§ REQUIRED WORK:
Reproduce the lines starting with the one that contains "target: woman in red jacket" and running through the last line, with no changes.
##### GIVEN INFORMATION #####
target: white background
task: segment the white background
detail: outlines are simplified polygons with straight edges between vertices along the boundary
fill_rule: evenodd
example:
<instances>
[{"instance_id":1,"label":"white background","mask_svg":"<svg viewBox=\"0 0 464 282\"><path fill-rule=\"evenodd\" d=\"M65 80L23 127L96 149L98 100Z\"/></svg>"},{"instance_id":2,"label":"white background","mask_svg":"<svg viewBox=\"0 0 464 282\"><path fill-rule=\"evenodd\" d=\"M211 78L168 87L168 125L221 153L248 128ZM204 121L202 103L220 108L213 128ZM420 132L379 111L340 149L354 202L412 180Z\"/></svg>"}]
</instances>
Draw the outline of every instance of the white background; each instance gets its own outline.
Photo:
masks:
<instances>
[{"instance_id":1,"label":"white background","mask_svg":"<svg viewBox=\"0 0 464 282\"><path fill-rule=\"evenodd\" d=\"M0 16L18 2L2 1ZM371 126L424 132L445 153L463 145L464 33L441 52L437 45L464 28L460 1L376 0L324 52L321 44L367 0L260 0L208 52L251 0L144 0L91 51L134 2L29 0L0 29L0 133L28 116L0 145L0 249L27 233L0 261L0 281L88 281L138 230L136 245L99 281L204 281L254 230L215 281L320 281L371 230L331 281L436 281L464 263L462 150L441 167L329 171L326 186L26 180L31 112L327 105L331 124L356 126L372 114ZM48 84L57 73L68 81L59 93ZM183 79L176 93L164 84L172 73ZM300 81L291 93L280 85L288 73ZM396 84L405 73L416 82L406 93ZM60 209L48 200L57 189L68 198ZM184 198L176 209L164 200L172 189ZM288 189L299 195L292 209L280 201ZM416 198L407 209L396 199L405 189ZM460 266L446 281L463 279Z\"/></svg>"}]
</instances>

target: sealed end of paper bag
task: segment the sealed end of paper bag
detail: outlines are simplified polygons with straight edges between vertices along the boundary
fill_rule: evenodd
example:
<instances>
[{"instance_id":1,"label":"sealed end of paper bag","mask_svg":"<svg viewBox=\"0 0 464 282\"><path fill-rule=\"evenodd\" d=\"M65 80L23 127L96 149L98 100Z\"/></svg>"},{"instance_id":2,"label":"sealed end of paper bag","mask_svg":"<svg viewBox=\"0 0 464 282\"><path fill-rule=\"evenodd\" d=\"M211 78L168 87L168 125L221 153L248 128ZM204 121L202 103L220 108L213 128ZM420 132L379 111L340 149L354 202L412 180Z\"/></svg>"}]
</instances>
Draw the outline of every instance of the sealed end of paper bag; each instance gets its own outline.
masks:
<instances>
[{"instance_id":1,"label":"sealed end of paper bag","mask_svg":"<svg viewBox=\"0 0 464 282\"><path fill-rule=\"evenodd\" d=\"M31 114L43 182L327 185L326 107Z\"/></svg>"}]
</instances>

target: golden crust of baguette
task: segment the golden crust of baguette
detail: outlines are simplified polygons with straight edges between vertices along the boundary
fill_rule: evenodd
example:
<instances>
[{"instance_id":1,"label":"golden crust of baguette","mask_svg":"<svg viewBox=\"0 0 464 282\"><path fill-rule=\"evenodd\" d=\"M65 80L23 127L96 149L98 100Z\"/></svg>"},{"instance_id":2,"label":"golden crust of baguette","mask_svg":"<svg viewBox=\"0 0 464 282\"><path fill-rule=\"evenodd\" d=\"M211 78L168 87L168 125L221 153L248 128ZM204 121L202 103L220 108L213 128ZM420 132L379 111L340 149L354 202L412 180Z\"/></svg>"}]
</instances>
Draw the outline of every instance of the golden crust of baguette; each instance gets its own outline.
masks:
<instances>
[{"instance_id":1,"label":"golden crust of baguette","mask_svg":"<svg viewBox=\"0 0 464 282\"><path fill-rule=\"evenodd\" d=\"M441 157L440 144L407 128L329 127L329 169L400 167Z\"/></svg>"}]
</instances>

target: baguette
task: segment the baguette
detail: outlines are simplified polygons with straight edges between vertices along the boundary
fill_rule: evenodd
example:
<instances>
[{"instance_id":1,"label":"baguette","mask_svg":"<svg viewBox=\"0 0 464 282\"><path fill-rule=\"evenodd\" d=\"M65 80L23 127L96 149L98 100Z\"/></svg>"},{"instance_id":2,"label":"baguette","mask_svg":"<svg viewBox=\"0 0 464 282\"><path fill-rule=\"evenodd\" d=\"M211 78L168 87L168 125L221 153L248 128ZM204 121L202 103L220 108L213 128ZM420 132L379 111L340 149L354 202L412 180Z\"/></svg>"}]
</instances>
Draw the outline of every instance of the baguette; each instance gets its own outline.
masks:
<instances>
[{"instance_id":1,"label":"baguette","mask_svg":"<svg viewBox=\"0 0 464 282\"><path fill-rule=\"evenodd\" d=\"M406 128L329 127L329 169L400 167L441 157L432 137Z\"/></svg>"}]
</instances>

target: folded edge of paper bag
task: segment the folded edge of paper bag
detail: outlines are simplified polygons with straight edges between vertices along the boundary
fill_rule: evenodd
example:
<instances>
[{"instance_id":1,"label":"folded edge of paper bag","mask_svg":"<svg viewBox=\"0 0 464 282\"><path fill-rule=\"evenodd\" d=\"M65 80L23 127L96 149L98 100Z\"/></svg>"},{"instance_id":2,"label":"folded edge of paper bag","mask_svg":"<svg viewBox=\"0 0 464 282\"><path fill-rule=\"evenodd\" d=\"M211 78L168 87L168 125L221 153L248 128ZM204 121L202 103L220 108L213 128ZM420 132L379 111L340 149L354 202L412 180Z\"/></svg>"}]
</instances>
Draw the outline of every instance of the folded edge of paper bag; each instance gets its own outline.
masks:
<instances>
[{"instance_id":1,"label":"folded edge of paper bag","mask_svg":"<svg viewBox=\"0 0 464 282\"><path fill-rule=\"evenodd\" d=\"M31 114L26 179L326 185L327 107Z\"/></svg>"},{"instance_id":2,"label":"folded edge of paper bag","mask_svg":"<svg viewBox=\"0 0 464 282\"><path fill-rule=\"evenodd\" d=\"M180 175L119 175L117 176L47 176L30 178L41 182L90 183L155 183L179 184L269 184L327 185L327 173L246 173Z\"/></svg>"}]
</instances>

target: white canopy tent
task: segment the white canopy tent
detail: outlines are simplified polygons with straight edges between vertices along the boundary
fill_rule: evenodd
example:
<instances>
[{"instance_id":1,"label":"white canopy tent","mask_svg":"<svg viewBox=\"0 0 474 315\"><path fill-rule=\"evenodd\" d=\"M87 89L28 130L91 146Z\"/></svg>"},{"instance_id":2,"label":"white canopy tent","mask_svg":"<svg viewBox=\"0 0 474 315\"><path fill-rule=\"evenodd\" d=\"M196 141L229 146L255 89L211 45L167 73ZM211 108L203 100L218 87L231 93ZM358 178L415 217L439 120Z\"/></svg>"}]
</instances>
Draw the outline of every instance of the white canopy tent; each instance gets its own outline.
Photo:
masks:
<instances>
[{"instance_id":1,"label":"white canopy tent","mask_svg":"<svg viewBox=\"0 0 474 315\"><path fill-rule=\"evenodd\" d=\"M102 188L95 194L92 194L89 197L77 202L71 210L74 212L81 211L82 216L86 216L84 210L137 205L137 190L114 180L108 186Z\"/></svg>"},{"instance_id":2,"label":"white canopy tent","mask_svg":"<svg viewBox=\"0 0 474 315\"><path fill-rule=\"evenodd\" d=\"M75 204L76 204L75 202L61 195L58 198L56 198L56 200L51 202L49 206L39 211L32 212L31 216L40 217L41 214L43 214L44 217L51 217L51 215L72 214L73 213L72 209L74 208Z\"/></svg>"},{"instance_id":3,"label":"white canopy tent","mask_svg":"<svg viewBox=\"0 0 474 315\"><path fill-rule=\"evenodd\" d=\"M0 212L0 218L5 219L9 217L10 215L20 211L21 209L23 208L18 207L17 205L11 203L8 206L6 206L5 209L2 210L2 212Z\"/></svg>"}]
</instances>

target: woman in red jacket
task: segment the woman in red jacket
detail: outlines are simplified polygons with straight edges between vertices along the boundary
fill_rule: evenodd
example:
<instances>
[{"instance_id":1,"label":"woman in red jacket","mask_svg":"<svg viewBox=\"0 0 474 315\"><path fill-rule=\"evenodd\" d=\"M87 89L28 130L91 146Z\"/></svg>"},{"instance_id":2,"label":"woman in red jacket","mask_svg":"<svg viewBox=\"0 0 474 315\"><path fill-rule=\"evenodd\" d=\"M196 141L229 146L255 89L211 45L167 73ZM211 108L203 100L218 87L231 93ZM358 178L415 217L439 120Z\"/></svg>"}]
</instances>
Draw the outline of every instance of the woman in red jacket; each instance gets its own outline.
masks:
#####
§ THE REPLY:
target: woman in red jacket
task: segment the woman in red jacket
detail: outlines are simplified polygons with straight edges between vertices along the boundary
fill_rule: evenodd
example:
<instances>
[{"instance_id":1,"label":"woman in red jacket","mask_svg":"<svg viewBox=\"0 0 474 315\"><path fill-rule=\"evenodd\" d=\"M87 89L28 130L91 146Z\"/></svg>"},{"instance_id":2,"label":"woman in red jacket","mask_svg":"<svg viewBox=\"0 0 474 315\"><path fill-rule=\"evenodd\" d=\"M196 141L229 146L255 89L211 45L167 73ZM211 108L203 100L218 87L231 93ZM358 178L415 217L439 120Z\"/></svg>"}]
</instances>
Draw the outline of every instance of the woman in red jacket; each instance gets its own outline.
masks:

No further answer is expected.